Records of labeled points
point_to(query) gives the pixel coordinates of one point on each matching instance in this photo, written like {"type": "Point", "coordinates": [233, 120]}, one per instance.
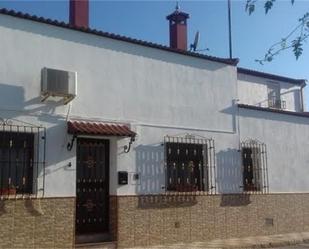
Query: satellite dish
{"type": "Point", "coordinates": [196, 41]}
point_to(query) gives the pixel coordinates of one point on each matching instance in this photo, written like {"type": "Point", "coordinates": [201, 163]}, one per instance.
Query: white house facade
{"type": "Point", "coordinates": [154, 145]}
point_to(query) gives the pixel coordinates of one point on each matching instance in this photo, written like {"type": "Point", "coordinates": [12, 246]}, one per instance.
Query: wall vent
{"type": "Point", "coordinates": [58, 83]}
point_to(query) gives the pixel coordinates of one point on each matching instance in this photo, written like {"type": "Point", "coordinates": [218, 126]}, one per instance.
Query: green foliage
{"type": "Point", "coordinates": [294, 40]}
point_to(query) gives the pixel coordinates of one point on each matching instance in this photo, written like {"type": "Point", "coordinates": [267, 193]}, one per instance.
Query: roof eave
{"type": "Point", "coordinates": [233, 61]}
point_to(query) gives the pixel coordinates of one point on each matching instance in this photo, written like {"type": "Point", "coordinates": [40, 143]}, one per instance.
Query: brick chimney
{"type": "Point", "coordinates": [79, 13]}
{"type": "Point", "coordinates": [178, 29]}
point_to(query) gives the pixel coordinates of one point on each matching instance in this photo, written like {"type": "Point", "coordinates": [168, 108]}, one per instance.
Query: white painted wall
{"type": "Point", "coordinates": [286, 138]}
{"type": "Point", "coordinates": [252, 90]}
{"type": "Point", "coordinates": [158, 92]}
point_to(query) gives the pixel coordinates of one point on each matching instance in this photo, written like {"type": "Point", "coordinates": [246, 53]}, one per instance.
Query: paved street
{"type": "Point", "coordinates": [300, 246]}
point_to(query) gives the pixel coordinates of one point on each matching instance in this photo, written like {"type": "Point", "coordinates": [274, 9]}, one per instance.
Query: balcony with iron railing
{"type": "Point", "coordinates": [276, 103]}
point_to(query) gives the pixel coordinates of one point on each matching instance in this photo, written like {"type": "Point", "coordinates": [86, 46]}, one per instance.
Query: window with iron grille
{"type": "Point", "coordinates": [22, 160]}
{"type": "Point", "coordinates": [254, 161]}
{"type": "Point", "coordinates": [189, 164]}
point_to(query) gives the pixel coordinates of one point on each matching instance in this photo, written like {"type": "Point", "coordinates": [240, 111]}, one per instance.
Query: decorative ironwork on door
{"type": "Point", "coordinates": [92, 186]}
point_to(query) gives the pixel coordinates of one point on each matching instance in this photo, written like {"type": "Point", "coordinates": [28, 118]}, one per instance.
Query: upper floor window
{"type": "Point", "coordinates": [274, 97]}
{"type": "Point", "coordinates": [189, 164]}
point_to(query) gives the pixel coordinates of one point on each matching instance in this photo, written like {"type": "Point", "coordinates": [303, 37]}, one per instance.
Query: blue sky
{"type": "Point", "coordinates": [252, 35]}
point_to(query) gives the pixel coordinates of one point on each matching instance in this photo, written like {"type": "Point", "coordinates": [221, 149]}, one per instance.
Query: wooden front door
{"type": "Point", "coordinates": [92, 186]}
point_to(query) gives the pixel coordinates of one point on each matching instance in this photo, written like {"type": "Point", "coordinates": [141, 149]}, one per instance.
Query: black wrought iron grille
{"type": "Point", "coordinates": [22, 160]}
{"type": "Point", "coordinates": [254, 165]}
{"type": "Point", "coordinates": [190, 164]}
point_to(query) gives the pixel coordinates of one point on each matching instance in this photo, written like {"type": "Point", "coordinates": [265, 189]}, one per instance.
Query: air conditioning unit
{"type": "Point", "coordinates": [58, 83]}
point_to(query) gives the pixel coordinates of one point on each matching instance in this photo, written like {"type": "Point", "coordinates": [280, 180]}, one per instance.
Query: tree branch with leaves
{"type": "Point", "coordinates": [293, 40]}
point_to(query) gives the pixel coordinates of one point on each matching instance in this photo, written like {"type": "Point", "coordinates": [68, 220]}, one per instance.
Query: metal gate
{"type": "Point", "coordinates": [92, 187]}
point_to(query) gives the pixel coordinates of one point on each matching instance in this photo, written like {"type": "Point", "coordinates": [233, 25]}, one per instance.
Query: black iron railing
{"type": "Point", "coordinates": [22, 160]}
{"type": "Point", "coordinates": [276, 103]}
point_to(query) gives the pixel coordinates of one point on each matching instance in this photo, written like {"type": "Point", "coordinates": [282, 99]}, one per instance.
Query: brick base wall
{"type": "Point", "coordinates": [37, 223]}
{"type": "Point", "coordinates": [160, 220]}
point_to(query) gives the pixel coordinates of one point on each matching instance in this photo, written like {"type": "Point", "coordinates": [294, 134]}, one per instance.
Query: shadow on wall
{"type": "Point", "coordinates": [107, 43]}
{"type": "Point", "coordinates": [12, 97]}
{"type": "Point", "coordinates": [13, 106]}
{"type": "Point", "coordinates": [235, 200]}
{"type": "Point", "coordinates": [229, 177]}
{"type": "Point", "coordinates": [166, 201]}
{"type": "Point", "coordinates": [150, 167]}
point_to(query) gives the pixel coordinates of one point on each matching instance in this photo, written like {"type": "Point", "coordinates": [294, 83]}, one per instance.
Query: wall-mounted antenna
{"type": "Point", "coordinates": [193, 46]}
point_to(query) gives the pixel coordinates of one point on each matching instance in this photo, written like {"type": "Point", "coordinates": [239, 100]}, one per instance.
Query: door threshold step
{"type": "Point", "coordinates": [98, 245]}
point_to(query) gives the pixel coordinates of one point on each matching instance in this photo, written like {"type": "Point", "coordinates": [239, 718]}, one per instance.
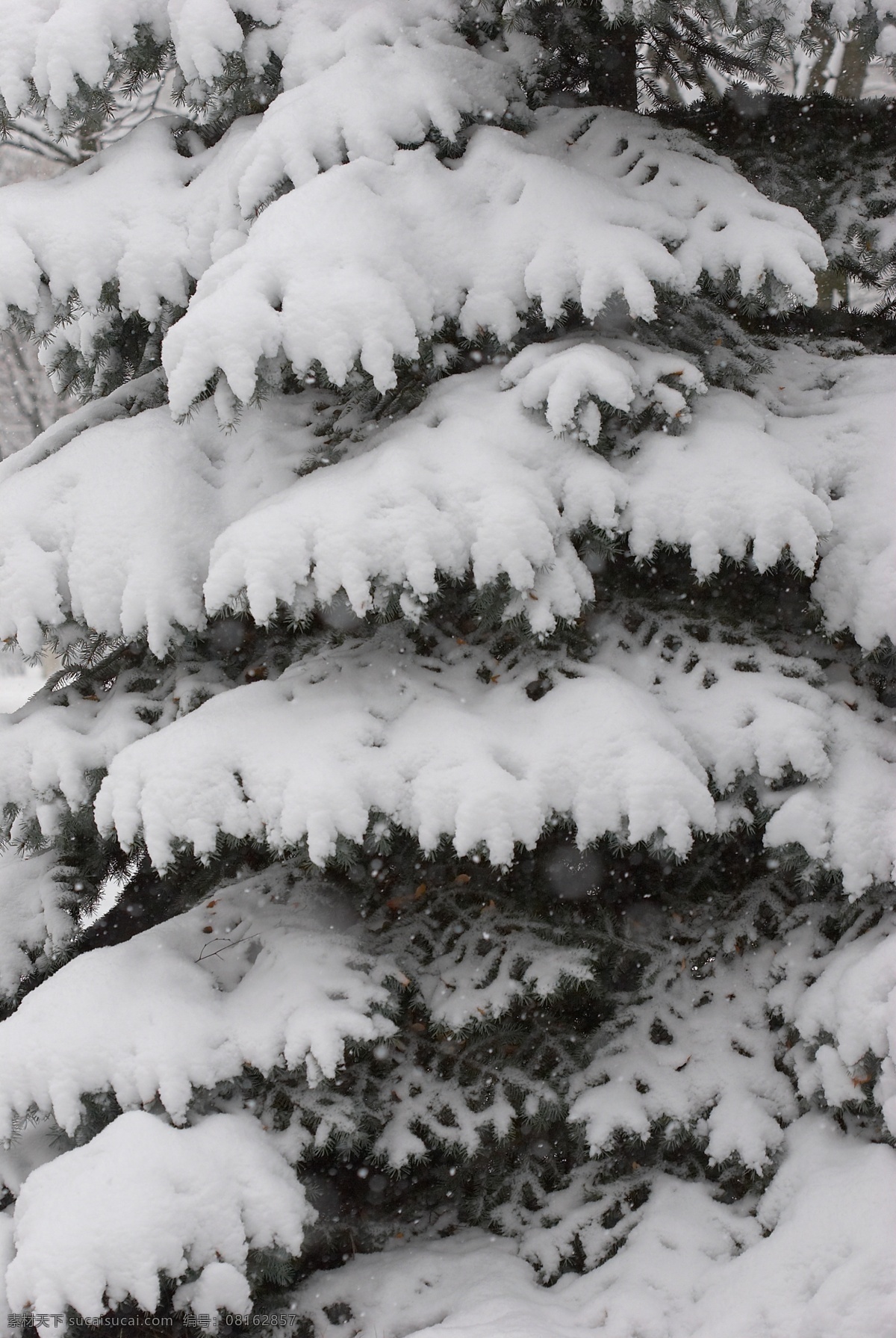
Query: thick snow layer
{"type": "Point", "coordinates": [429, 744]}
{"type": "Point", "coordinates": [813, 1260]}
{"type": "Point", "coordinates": [152, 220]}
{"type": "Point", "coordinates": [128, 522]}
{"type": "Point", "coordinates": [102, 1222]}
{"type": "Point", "coordinates": [403, 247]}
{"type": "Point", "coordinates": [261, 976]}
{"type": "Point", "coordinates": [116, 526]}
{"type": "Point", "coordinates": [60, 43]}
{"type": "Point", "coordinates": [625, 747]}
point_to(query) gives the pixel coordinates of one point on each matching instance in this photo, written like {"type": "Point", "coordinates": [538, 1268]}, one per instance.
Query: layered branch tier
{"type": "Point", "coordinates": [145, 526]}
{"type": "Point", "coordinates": [403, 244]}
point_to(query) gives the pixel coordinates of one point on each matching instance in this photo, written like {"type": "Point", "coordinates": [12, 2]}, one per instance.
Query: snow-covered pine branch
{"type": "Point", "coordinates": [475, 614]}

_Request_: Write out again every line above exactly as given; the pictures do not belong in the copy.

_Final result_:
point_to(query) gives the pixel coordinates of one point on each matching instance in this photo, written like {"type": "Point", "coordinates": [233, 120]}, one per instance.
Query: satellite dish
{"type": "Point", "coordinates": [196, 41]}
point_to(query) gives the pixel coordinates of one point on each matching instance in this photo, written like {"type": "Point", "coordinates": [201, 163]}, one per instance.
Query: white house facade
{"type": "Point", "coordinates": [154, 145]}
point_to(query) gives the pixel coordinates of one point on each matching instance in this photo, written like {"type": "Point", "coordinates": [12, 246]}, one per instance.
Query: wall vent
{"type": "Point", "coordinates": [58, 83]}
point_to(query) gives the pixel coordinates of one point on each matching instance in this photo, written like {"type": "Point", "coordinates": [218, 126]}, one per instance.
Query: green foliage
{"type": "Point", "coordinates": [294, 40]}
point_to(query) gives the pixel coordinates of one point on each matching instance in this photo, written like {"type": "Point", "coordinates": [267, 193]}, one per instance.
Query: roof eave
{"type": "Point", "coordinates": [233, 61]}
point_to(query) gives the pixel coordinates of one point on each matching instance in this photo, written like {"type": "Point", "coordinates": [40, 143]}, one per instance.
Query: brick chimney
{"type": "Point", "coordinates": [79, 13]}
{"type": "Point", "coordinates": [178, 29]}
point_to(query) gives the pixel coordinates of one point on each matching instance in this photo, written like {"type": "Point", "coordinates": [168, 108]}, one per instance.
Query: white painted wall
{"type": "Point", "coordinates": [286, 138]}
{"type": "Point", "coordinates": [252, 90]}
{"type": "Point", "coordinates": [158, 92]}
point_to(query) gives the pixel coordinates of one point on each matching instance in this photo, written like {"type": "Point", "coordinates": [246, 53]}, one per instance.
Query: paved street
{"type": "Point", "coordinates": [300, 246]}
point_to(query) gives the pixel coordinates of one point on each matching instance in this photo, written like {"type": "Point", "coordinates": [274, 9]}, one per instance.
Query: balcony with iron railing
{"type": "Point", "coordinates": [276, 103]}
point_to(query) gives the pixel coordinates of one point on each matching instance in this photo, written like {"type": "Point", "coordinates": [86, 46]}, one per instance.
Query: window with iron grille
{"type": "Point", "coordinates": [22, 160]}
{"type": "Point", "coordinates": [254, 161]}
{"type": "Point", "coordinates": [189, 164]}
point_to(query) gives the pixel coordinates of one point on each matching instance in this photo, written like {"type": "Point", "coordinates": [240, 111]}, one per instance.
Query: decorative ironwork on door
{"type": "Point", "coordinates": [92, 186]}
point_to(query) gives the pixel coordinates of one point on each matching instance in this photo, written like {"type": "Point", "coordinates": [28, 118]}, one per instance.
Query: upper floor window
{"type": "Point", "coordinates": [274, 97]}
{"type": "Point", "coordinates": [189, 164]}
point_to(query) gives the pixel coordinates of one point on each matching instance in this photo, written like {"type": "Point", "coordinates": [303, 37]}, one per instance.
Query: blue sky
{"type": "Point", "coordinates": [252, 35]}
point_to(query) gives the pixel coordinates of one point on each matching instance in this photo, written like {"type": "Point", "coordinates": [221, 149]}, one per instance.
Query: wooden front door
{"type": "Point", "coordinates": [92, 186]}
point_to(query) gives the pixel coordinates of one point on each matching instance in this photo, written like {"type": "Point", "coordinates": [141, 149]}, one per instance.
Query: black wrought iron grille
{"type": "Point", "coordinates": [22, 160]}
{"type": "Point", "coordinates": [254, 165]}
{"type": "Point", "coordinates": [190, 164]}
point_to(query) gives the pixel coordinates of one point on each matching instance in this photo, written like {"type": "Point", "coordinates": [265, 189]}, one per instance.
Query: air conditioning unit
{"type": "Point", "coordinates": [58, 83]}
point_to(query) gives the pixel coordinates of one point on each matching instance in this photo, written like {"type": "Point", "coordinates": [280, 180]}, one per instance.
Query: tree branch with leaves
{"type": "Point", "coordinates": [293, 40]}
point_to(query) gives the pixel coordinates of one point on each matching instance in this photo, written like {"type": "Point", "coordinates": [68, 220]}, one per instance.
Query: metal gate
{"type": "Point", "coordinates": [92, 187]}
point_to(query) gives the pixel coordinates of one point on each matching instance in this photo, written like {"type": "Point", "coordinates": [233, 25]}, one per instance.
Query: black iron railing
{"type": "Point", "coordinates": [22, 160]}
{"type": "Point", "coordinates": [276, 103]}
point_to(query) gives the pixel coordinates of one point on each matching instance in this photo, written like {"type": "Point", "coordinates": [282, 99]}, one per instance.
Query: brick base wall
{"type": "Point", "coordinates": [37, 223]}
{"type": "Point", "coordinates": [160, 220]}
point_to(query) gives the pixel coordinates of one point on each matching instance in this photo, written like {"type": "Point", "coordinates": [294, 134]}, one per instance.
Query: shadow on wall
{"type": "Point", "coordinates": [107, 43]}
{"type": "Point", "coordinates": [12, 97]}
{"type": "Point", "coordinates": [13, 106]}
{"type": "Point", "coordinates": [235, 200]}
{"type": "Point", "coordinates": [229, 177]}
{"type": "Point", "coordinates": [166, 201]}
{"type": "Point", "coordinates": [150, 167]}
point_to(query) gives the pixel coordinates of one point on each matching instance in this photo, written like {"type": "Point", "coordinates": [294, 83]}, one per instance.
Query: wall-mounted antenna
{"type": "Point", "coordinates": [193, 46]}
point_to(query) gives the pixel coordinates of one point on each matching instance in this photo, written like {"type": "Point", "coordinates": [239, 100]}, one per instance.
Query: door threshold step
{"type": "Point", "coordinates": [98, 245]}
point_to(query) gives the pixel coordinates of one point on each matching instance in this photo, written like {"type": "Point", "coordinates": [239, 718]}, one per instance.
Query: thick snow layer
{"type": "Point", "coordinates": [429, 744]}
{"type": "Point", "coordinates": [813, 1260]}
{"type": "Point", "coordinates": [152, 220]}
{"type": "Point", "coordinates": [128, 522]}
{"type": "Point", "coordinates": [102, 1222]}
{"type": "Point", "coordinates": [403, 247]}
{"type": "Point", "coordinates": [261, 976]}
{"type": "Point", "coordinates": [116, 526]}
{"type": "Point", "coordinates": [60, 43]}
{"type": "Point", "coordinates": [625, 747]}
point_to(query) gives the pixel coordinates of one point on each matching instance in this photo, written like {"type": "Point", "coordinates": [538, 1268]}, one per instance.
Query: layered branch tier
{"type": "Point", "coordinates": [145, 526]}
{"type": "Point", "coordinates": [403, 244]}
point_to(query) gives the pixel coordinates of one point on each matching instance in this photo, written like {"type": "Point", "coordinates": [12, 2]}, one per instance.
Query: snow-covered pine branch
{"type": "Point", "coordinates": [475, 614]}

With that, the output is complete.